▶ **Input rows**
┄┄┄┄┄┄┄┄┄┄

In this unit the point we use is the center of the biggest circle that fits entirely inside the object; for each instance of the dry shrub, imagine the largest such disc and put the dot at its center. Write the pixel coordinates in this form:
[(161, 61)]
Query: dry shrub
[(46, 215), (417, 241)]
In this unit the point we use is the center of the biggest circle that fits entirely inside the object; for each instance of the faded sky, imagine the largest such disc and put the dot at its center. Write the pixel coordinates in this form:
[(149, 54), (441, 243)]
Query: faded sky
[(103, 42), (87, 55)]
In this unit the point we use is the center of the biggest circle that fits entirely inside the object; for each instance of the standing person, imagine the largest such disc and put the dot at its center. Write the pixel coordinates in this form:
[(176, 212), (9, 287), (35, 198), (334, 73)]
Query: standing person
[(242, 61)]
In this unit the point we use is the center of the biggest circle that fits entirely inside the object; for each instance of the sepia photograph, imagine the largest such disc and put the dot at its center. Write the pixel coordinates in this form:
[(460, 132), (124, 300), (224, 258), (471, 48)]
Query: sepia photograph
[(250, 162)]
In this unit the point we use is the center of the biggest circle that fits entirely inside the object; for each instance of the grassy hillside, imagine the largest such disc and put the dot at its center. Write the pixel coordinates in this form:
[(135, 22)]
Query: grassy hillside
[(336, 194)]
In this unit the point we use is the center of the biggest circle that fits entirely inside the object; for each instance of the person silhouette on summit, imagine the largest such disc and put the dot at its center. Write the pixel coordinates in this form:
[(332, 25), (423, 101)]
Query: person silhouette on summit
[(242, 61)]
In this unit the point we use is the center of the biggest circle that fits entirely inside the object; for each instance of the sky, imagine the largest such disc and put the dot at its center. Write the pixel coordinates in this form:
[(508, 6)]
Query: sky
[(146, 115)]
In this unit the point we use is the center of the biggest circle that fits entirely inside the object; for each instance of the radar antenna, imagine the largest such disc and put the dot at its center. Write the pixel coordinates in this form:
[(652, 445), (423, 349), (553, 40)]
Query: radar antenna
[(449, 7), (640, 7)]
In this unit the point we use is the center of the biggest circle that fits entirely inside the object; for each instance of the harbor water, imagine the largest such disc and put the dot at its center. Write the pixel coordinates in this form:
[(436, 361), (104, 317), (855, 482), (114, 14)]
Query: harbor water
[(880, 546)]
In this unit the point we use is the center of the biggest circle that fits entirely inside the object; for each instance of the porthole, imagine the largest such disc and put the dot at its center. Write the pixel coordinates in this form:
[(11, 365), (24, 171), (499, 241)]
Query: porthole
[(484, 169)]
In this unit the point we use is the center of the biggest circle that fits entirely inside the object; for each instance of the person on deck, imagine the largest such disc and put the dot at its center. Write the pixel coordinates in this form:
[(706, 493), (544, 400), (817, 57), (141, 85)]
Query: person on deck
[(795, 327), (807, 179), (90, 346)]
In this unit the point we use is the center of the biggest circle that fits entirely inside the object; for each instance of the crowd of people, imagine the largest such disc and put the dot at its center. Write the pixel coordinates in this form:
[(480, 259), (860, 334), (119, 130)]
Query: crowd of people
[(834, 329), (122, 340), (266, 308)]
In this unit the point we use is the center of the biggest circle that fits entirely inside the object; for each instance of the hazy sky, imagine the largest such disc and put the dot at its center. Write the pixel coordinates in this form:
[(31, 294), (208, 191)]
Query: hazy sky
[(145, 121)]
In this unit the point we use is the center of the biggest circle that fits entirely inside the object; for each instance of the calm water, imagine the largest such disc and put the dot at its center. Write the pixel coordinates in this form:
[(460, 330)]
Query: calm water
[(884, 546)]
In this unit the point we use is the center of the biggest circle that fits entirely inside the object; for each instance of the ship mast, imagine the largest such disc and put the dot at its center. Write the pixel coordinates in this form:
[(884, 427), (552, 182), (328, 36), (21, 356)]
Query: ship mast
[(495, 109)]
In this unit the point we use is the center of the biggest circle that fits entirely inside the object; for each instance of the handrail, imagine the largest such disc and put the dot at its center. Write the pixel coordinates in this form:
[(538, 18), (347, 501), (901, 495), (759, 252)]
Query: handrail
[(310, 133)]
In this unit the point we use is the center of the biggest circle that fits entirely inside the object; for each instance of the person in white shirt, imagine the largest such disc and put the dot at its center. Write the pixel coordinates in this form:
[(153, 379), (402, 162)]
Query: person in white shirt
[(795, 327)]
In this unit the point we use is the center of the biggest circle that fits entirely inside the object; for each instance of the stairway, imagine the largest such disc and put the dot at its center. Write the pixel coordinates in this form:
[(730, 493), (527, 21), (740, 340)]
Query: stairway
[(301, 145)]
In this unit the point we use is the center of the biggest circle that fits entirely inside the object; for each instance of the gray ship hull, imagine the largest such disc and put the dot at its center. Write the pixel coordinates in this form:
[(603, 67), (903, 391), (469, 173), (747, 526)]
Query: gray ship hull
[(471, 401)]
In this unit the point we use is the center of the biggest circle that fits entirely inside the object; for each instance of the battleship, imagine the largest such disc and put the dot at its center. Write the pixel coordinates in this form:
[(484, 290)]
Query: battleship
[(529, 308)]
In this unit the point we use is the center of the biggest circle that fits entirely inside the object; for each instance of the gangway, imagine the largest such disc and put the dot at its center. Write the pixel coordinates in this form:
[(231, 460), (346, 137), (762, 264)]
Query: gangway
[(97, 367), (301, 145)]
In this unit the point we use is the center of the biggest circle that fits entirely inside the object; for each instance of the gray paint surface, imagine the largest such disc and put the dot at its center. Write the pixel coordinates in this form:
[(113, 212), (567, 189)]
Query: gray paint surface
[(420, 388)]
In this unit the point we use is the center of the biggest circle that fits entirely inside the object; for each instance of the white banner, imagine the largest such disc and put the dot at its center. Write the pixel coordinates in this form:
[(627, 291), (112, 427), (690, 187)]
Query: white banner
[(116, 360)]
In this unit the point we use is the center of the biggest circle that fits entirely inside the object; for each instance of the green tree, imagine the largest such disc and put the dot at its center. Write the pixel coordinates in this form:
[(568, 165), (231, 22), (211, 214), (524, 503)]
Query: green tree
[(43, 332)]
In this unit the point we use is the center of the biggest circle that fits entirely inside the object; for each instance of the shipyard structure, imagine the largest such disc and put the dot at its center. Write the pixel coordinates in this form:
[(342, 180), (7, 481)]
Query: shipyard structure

┄┄┄┄┄┄┄┄┄┄

▶ **Problem to solve**
Present all of the material above as a Markdown table with two columns, No. and Line. Give each line its own numbered row and skip blank lines.

▶ **Complete response**
| No. | Line |
|---|---|
| 1 | In this unit the point we use is the center of the biggest circle that fits entirely inside the object; for each instance of the dry shrub, imagine the largest such disc and put the dot at its center. Write the pixel coordinates in this form: |
| 2 | [(161, 61)] |
| 3 | Query: dry shrub |
| 4 | [(46, 215), (417, 241)] |
| 5 | In this unit the point we use is the center of the biggest circle that fits entirely inside the object; for each instance of the faded sky, imagine the largest such disc and put the dot at its center. Write the pixel coordinates in this form: |
| 6 | [(149, 54), (441, 243)] |
| 7 | Query: faded sky |
| 8 | [(103, 42), (87, 55)] |
| 9 | In this unit the point we use is the center of the biggest circle that fits entirely inside the object; for each instance of the standing person, imagine the largest such disc and put the dot at its center. Write the pixel coordinates in this form: |
| 10 | [(176, 212), (9, 287), (35, 198), (334, 73)] |
| 11 | Query: standing person |
| 12 | [(242, 61)] |
| 13 | In this unit the point we use is the center of the biggest circle that fits entirely inside the object; for each instance of the sepia photograph, imagine the largest such disc and put the dot at its center. Write the pixel coordinates in this form: |
| 14 | [(460, 132), (124, 300), (224, 258), (471, 48)] |
| 15 | Query: sepia photograph |
| 16 | [(250, 162)] |
| 17 | In this unit the point we use is the center of the biggest circle that fits entirely inside the object; for each instance of the grassy hillside, imagine the largest such disc and put the dot at its center. Write the pixel coordinates in this form: |
| 18 | [(135, 22)] |
| 19 | Query: grassy hillside |
| 20 | [(336, 194)] |
| 21 | In this unit the point we use is the center of the biggest circle that fits entirely inside the object; for each instance of the person silhouette on summit, imagine the largest such disc and put the dot at its center. Write the pixel coordinates in this form: |
| 22 | [(332, 25), (423, 101)] |
| 23 | Query: person silhouette on summit |
| 24 | [(242, 61)] |
| 25 | In this unit the point we use is the center of the biggest circle that fits entirely inside the object; for each instance of the sky, imagine the largest such disc and put the dot at its center. Write the pixel coordinates in this form: |
| 26 | [(508, 6)] |
| 27 | Query: sky |
| 28 | [(146, 115)] |
| 29 | In this unit the point we use is the center of the biggest circle that fits entirely inside the object; for each instance of the radar antenna, imagine the largest such disc and put the dot at its center. Write the pixel coordinates in this form: |
| 30 | [(652, 445), (423, 349), (553, 40)] |
| 31 | Query: radar antenna |
| 32 | [(449, 7), (640, 7)] |
| 33 | In this unit the point we use is the center of the biggest circle that fits entirely inside the object; for each instance of the harbor water, imagine the largest such disc and put the dot at its center. Write the pixel coordinates in this form: |
| 34 | [(436, 361), (104, 317), (855, 482), (114, 14)] |
| 35 | Query: harbor water |
| 36 | [(880, 546)] |
| 37 | In this unit the point we use is the center of the biggest circle that fits entirely inside the object; for each instance of the porthole, imagine the largest such disc and put the dot at its center. Write the pixel coordinates in this form: |
| 38 | [(11, 365), (24, 171), (499, 241)] |
| 39 | Query: porthole |
| 40 | [(484, 169)] |
| 41 | In this unit the point we use is the center of the biggest circle that fits entirely inside the object; for each instance of the person on deck, imagine the largest such disc and put the dot at its center. Write the pixel coordinates in this form: |
| 42 | [(706, 493), (544, 400), (817, 57), (141, 85)] |
| 43 | Query: person on deck |
| 44 | [(795, 327), (807, 179), (90, 346)] |
| 45 | In this unit the point we use is the center of the biggest circle that fits entirely inside the object; for each instance of the crowd of people, imagine the largest such disc and put the dot at its center. Write the pixel coordinates in this form: |
| 46 | [(480, 259), (860, 334), (119, 130)] |
| 47 | Query: crowd of people |
| 48 | [(834, 329), (122, 340), (266, 308)] |
| 49 | In this unit the point we use is the center of the biggest circle that fits entirely inside the object; for each instance of the hazy sky, imagine the largest such disc and put the dot at its center. Write the pixel coordinates in this form: |
| 50 | [(31, 294), (208, 191)] |
| 51 | Query: hazy sky |
| 52 | [(145, 121)] |
| 53 | In this unit the point we use is the center of the biggest circle that fits entirely inside the object; for each instance of the calm water, imagine the largest such disc and put the dot at its center. Write the pixel coordinates in this form: |
| 54 | [(460, 330)] |
| 55 | Query: calm water |
| 56 | [(884, 546)] |
| 57 | In this unit the point we use is the center of the biggest circle that fits entirely inside the object; for each instance of the ship mast, imagine the largest such disc and put the dot at its center. Write the pixel coordinates in this form: |
| 58 | [(884, 427), (552, 182), (328, 36), (21, 356)] |
| 59 | Query: ship mast |
| 60 | [(495, 109)] |
| 61 | In this unit the point we use is the center of the biggest circle that fits entirely inside the object; for each instance of the handrail, imagine the largest such disc and put the dot at its center. Write the pixel coordinates in this form: |
| 62 | [(538, 18), (347, 501), (901, 495), (759, 252)] |
| 63 | Query: handrail |
| 64 | [(310, 133)] |
| 65 | In this unit the point we use is the center of the biggest circle that fits entirely inside the object; for each instance of the person in white shirt, imagine the largest such disc and put the dot at its center. Write the pixel coordinates in this form: |
| 66 | [(153, 379), (402, 162)] |
| 67 | Query: person in white shirt |
| 68 | [(795, 327)] |
| 69 | In this unit the point we use is the center of the biggest circle that fits entirely inside the object; for each instance of the stairway, imagine the largest such disc and put the dot at its center. Write the pixel coordinates in this form: |
| 70 | [(730, 493), (527, 21), (740, 340)] |
| 71 | Query: stairway |
| 72 | [(301, 145)] |
| 73 | In this unit the point we use is the center of the biggest circle that fits entirely inside the object; for each instance of the gray ship hull, imagine the largest such disc and put the dot at its center. Write the pixel coordinates in this form: |
| 74 | [(603, 67), (903, 391), (469, 173), (747, 526)] |
| 75 | Query: gray ship hull |
| 76 | [(471, 401)] |
| 77 | In this unit the point we use is the center of the biggest circle that fits entirely inside the object; for each instance of the battleship, imagine the largest such disc and put the dot at its center. Write the pixel coordinates in this form: |
| 78 | [(484, 290)] |
| 79 | Query: battleship |
| 80 | [(529, 308)] |
| 81 | In this unit the point we use is the center of the biggest circle that fits entirely inside the object; for each instance of the gangway, imagine the largest such disc and put the dot at its center. Write the pixel coordinates in this form: |
| 82 | [(231, 460), (346, 137), (762, 264)] |
| 83 | Query: gangway |
| 84 | [(97, 367), (301, 145)] |
| 85 | In this unit the point we use is the center of the biggest circle that fits entirely inside the object; for each instance of the gray paint surface, imagine the largest such disc and put the dot at its center. Write the pixel coordinates in this form: |
| 86 | [(113, 212), (567, 189)] |
| 87 | Query: gray paint surface |
| 88 | [(420, 388)] |
| 89 | In this unit the point we use is the center of the biggest circle that fits entirely inside the object; for each instance of the white banner, imagine the largest such disc and put the dot at its center. Write the pixel coordinates in this form: |
| 90 | [(627, 291), (112, 427), (690, 187)] |
| 91 | Query: white banner |
| 92 | [(116, 360)] |
| 93 | In this unit the point we use is the center of the biggest circle that fits entirely inside the object; for each instance of the green tree, imagine the largest such disc and put the dot at its center. Write the pixel coordinates in this form: |
| 94 | [(568, 165), (231, 22), (211, 214), (524, 503)] |
| 95 | Query: green tree |
| 96 | [(43, 332)] |
| 97 | In this unit the point we use is the center of the biggest circle that fits entirely inside the object; for each instance of the shipyard structure, imagine the largest such disc and put the dot at its center. Write the pixel coordinates in this form: |
| 98 | [(342, 180), (7, 481)] |
| 99 | Query: shipyard structure |